What is expected – Throughout the material, change "bounding boxes" to "box coordinates" and keep all other text as it is.

***** Data provided

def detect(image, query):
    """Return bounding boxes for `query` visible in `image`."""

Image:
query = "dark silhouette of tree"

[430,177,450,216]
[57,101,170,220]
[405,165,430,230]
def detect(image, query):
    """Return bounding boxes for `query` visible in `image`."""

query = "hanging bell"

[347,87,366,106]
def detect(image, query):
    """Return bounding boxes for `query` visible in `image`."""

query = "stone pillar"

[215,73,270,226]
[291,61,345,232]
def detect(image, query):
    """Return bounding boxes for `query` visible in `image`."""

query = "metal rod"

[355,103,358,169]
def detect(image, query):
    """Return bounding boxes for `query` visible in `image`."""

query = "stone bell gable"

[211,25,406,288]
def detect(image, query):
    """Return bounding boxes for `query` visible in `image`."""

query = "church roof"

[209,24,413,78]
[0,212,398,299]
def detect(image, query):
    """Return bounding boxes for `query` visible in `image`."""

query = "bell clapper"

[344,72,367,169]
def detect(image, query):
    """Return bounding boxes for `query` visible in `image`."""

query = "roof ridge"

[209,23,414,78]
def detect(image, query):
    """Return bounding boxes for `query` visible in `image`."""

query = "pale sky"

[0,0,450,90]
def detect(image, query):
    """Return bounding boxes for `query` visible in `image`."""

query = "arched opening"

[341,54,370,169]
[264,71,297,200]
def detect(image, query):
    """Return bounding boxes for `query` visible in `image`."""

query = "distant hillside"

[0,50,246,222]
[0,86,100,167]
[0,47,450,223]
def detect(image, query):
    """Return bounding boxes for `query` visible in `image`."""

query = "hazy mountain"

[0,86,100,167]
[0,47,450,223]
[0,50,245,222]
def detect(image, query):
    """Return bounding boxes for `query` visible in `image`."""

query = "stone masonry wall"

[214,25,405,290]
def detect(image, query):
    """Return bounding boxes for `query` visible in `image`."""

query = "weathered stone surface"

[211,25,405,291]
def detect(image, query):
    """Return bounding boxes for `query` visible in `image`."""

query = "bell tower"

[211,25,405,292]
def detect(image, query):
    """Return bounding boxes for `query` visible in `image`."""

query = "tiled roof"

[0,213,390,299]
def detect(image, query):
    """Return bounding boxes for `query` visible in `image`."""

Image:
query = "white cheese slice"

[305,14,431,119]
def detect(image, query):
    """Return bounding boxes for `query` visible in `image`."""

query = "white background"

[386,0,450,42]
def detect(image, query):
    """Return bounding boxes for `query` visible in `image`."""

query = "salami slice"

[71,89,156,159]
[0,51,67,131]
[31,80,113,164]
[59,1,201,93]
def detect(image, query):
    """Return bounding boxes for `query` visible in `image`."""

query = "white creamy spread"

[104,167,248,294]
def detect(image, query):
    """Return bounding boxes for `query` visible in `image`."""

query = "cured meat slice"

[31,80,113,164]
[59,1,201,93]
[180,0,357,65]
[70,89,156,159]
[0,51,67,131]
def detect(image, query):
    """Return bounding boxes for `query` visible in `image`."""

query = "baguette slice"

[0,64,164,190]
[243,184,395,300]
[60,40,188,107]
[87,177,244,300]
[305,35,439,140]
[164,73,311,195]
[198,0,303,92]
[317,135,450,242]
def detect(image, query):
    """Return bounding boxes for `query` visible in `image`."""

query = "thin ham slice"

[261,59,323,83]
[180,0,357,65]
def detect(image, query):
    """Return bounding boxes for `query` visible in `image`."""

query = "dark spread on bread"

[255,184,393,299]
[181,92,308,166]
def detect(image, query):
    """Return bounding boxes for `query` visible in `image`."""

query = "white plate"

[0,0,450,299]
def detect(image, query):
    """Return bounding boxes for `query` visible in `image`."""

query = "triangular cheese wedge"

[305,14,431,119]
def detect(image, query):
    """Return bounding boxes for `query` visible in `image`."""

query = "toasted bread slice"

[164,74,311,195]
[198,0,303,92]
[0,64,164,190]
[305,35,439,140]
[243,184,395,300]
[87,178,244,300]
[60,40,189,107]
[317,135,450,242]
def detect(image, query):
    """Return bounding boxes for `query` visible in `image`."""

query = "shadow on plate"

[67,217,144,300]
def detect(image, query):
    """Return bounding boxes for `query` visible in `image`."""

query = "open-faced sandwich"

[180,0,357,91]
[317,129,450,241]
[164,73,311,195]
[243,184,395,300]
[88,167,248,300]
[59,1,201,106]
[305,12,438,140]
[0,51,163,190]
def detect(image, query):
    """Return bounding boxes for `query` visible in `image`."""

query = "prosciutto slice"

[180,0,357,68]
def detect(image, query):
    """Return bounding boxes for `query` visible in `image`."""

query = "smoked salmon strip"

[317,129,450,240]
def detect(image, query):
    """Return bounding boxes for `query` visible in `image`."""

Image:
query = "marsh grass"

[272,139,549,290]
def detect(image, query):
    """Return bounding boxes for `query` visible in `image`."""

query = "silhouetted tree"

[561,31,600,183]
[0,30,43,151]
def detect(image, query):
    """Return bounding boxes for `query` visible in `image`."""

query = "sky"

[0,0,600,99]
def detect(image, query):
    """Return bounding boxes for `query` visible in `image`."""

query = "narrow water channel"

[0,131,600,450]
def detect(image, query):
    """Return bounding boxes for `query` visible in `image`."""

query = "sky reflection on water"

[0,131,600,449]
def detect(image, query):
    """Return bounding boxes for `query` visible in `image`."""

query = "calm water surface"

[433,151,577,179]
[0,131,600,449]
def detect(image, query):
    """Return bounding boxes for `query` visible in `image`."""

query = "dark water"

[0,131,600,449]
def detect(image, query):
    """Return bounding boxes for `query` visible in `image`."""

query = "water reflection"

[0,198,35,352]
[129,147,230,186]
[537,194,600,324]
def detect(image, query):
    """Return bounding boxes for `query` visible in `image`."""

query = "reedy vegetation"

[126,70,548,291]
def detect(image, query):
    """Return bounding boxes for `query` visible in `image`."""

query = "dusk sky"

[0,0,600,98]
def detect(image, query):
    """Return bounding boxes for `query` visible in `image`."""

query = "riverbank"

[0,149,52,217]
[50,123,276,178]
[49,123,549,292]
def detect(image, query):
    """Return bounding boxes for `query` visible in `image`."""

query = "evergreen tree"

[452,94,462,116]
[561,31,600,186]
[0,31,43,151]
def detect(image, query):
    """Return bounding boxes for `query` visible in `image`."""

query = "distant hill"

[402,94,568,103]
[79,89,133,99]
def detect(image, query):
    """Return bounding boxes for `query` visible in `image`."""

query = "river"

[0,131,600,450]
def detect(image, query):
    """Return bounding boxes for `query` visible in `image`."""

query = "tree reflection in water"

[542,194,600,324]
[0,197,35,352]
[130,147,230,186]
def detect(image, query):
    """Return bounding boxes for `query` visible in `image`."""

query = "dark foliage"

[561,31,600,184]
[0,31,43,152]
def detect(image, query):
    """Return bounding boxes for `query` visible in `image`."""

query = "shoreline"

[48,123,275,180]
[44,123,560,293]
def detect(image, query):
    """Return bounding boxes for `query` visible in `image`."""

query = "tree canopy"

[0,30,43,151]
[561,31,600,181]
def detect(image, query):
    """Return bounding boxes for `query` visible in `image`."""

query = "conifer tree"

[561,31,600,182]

**********

Solution to the exercise –
def detect(image, query):
    """Return box coordinates for `query` visible in `image`."""

Image:
query = "dark silhouette of tree"

[430,177,450,216]
[57,101,170,220]
[405,165,430,230]
def detect(image, query):
    """Return box coordinates for `query` visible in `image`."""

query = "hanging bell"

[347,87,366,106]
def detect(image, query):
    """Return box coordinates for `query` visible in `image`."""

query = "stone pillar"

[215,73,270,226]
[291,61,345,232]
def detect(image, query):
    """Return box coordinates for `query` visible in `image`."""

query = "metal rod"

[355,103,358,169]
def detect(image, query):
    """Return box coordinates for `query` visible in `image`."""

query = "stone bell gable"

[211,25,406,288]
def detect(image, query):
    """Return box coordinates for `query` visible in `image`."""

query = "church roof"

[209,24,413,78]
[0,212,398,299]
def detect(image, query):
    """Return box coordinates for `query` visible in `image`."""

query = "bell clapper"

[344,72,367,169]
def detect(image, query):
    """Return box coordinates for `query` visible in `image`."""

query = "roof ridge"

[209,23,414,78]
def detect(image, query):
    """Return box coordinates for `query` visible in `image`."""

query = "pale sky"

[0,0,450,90]
def detect(image, query):
    """Return box coordinates for `query` visible in `image`."""

query = "arched opening"

[341,54,370,169]
[264,71,297,200]
def detect(image, query):
    """Return box coordinates for `query` visible in `image`."""

query = "distant hillside"

[0,50,246,222]
[0,86,100,167]
[0,47,450,223]
def detect(image, query):
    """Return box coordinates for `query` visible in `image`."""

query = "hazy mountain"

[0,86,100,167]
[0,47,450,223]
[0,50,245,222]
def detect(image, query):
    """Return box coordinates for `query` visible in `image`."""

query = "stone masonry wall"

[214,25,405,290]
def detect(image, query):
    """Return box coordinates for `query` visible in `image`."""

query = "weathered stone surface"

[211,25,405,291]
def detect(image, query):
    """Return box coordinates for `query` visible in `image`."""

query = "bell tower"

[211,25,405,292]
def detect(image, query):
    """Return box coordinates for `query` visible in `image`."""

query = "tiled roof"

[0,213,390,299]
def detect(image, query):
    """Return box coordinates for `query` visible in `image`."""

Image:
query = "white cheese slice"

[305,14,431,119]
def detect(image, query):
    """Return box coordinates for `query` visible in `image`."""

query = "white background"

[386,0,450,42]
def detect(image, query):
    """Return box coordinates for `query` visible in `image`."""

query = "salami slice"

[71,89,156,159]
[0,51,67,131]
[31,80,113,164]
[59,1,201,93]
def detect(image, query):
    """Return box coordinates for `query` visible in `image`."""

query = "white creamy spread"

[104,167,248,294]
def detect(image, query):
    """Return box coordinates for `query` visible in `image`."""

query = "cured meat slice"

[31,80,113,164]
[59,1,201,93]
[180,0,357,65]
[70,89,156,159]
[0,51,67,131]
def detect(image, query):
    """Return box coordinates for `query` visible in `image`."""

query = "baguette slice"

[0,64,164,190]
[243,184,395,300]
[60,40,188,107]
[87,177,244,300]
[305,35,439,140]
[164,73,311,195]
[198,0,303,92]
[317,135,450,242]
def detect(image, query):
    """Return box coordinates for `query` visible in `image`."""

query = "thin ham slice"

[261,59,323,83]
[180,0,357,65]
def detect(image, query):
    """Return box coordinates for `query` visible in `image`."""

query = "dark spread on bread"

[255,184,393,299]
[181,92,308,166]
def detect(image, query):
    """Return box coordinates for `query` visible in `image`."""

query = "white plate"

[0,0,450,299]
def detect(image, query):
    """Return box coordinates for `query` visible in `image`."""

query = "triangular cheese wedge"

[305,14,431,119]
def detect(image, query):
    """Return box coordinates for `query` visible in `image`."""

query = "toasted bread slice"

[164,74,311,195]
[198,0,303,92]
[0,64,164,190]
[305,35,439,140]
[243,184,395,300]
[87,178,244,300]
[60,40,189,107]
[317,135,450,242]
def detect(image, query):
    """Return box coordinates for `query` visible in `image`."""

query = "shadow on plate"

[67,217,144,300]
def detect(image, query):
    """Return box coordinates for `query` visible in `image`."""

query = "open-faced sandwich"

[180,0,357,91]
[317,129,450,241]
[164,73,311,195]
[243,184,395,300]
[88,167,248,300]
[59,1,201,106]
[305,12,438,140]
[0,51,163,190]
def detect(image, query):
    """Return box coordinates for `query` visible in `image`."""

query = "prosciutto slice"

[180,0,357,68]
def detect(image, query):
    """Return box coordinates for `query` visible in `image`."""

query = "smoked salmon strip"

[317,129,450,240]
def detect(image, query):
    """Return box coordinates for `query` visible in `image`."""

Image:
query = "marsh grass"

[272,139,549,290]
def detect(image, query):
    """Return box coordinates for `query` visible in `image`."""

query = "silhouetted tree"

[561,31,600,183]
[0,30,43,151]
def detect(image, query):
    """Return box coordinates for `query` visible in `image`."""

query = "sky"

[0,0,600,99]
def detect(image, query):
    """Return box coordinates for `query` visible in `image`."""

query = "narrow water channel"

[0,131,600,450]
def detect(image, query):
    """Return box coordinates for `query` visible in `image`."""

query = "sky reflection on water"

[0,131,600,449]
def detect(image, query):
    """Return box coordinates for `query` visible in `image`."""

query = "calm water surface"

[433,151,577,179]
[0,131,600,449]
def detect(image, query):
    """Return box coordinates for `query` visible in `image`."""

query = "dark water"

[0,131,600,449]
def detect(image, query):
    """Return box coordinates for `query` visible in `image`."""

query = "water reflection"

[0,198,35,352]
[129,147,230,186]
[537,194,600,324]
def detect(image, query):
    """Return box coordinates for `query` visible in `image`."""

query = "reedy vegetation"

[126,70,548,291]
def detect(image, query):
    """Return box coordinates for `query` visible in `image`."""

query = "dusk sky"

[0,0,600,98]
def detect(image, query):
    """Return box coordinates for `query` visible in `image`."""

query = "riverbank"

[0,149,52,217]
[50,123,276,178]
[49,123,549,292]
def detect(image, query):
    """Return box coordinates for `query` visible in `image`."""

query = "evergreen tree"

[452,94,462,116]
[561,31,600,186]
[0,31,43,151]
def detect(image, query):
    """Return box coordinates for `query` visible in `image`."""

query = "distant hill"

[402,94,568,103]
[79,89,133,99]
def detect(image, query):
    """Return box coordinates for `query` visible in `image`."""

query = "river"

[0,131,600,450]
def detect(image, query):
    """Return box coordinates for `query` visible in `image`."""

query = "tree reflection in water"

[542,194,600,324]
[0,197,35,352]
[130,147,230,186]
def detect(image, query):
    """Return box coordinates for `query` visible in `image`."""

query = "dark foliage"

[561,31,600,184]
[0,31,43,152]
def detect(image, query):
    """Return box coordinates for `query` visible in `image`."""

query = "shoreline"

[48,123,275,180]
[44,123,560,293]
def detect(image, query):
    """Return box coordinates for `query` visible in `image`."""

query = "tree canopy"

[0,30,43,151]
[561,31,600,181]
def detect(image, query):
    """Return box coordinates for `query` visible in `image`."""

query = "conifer tree"

[561,31,600,182]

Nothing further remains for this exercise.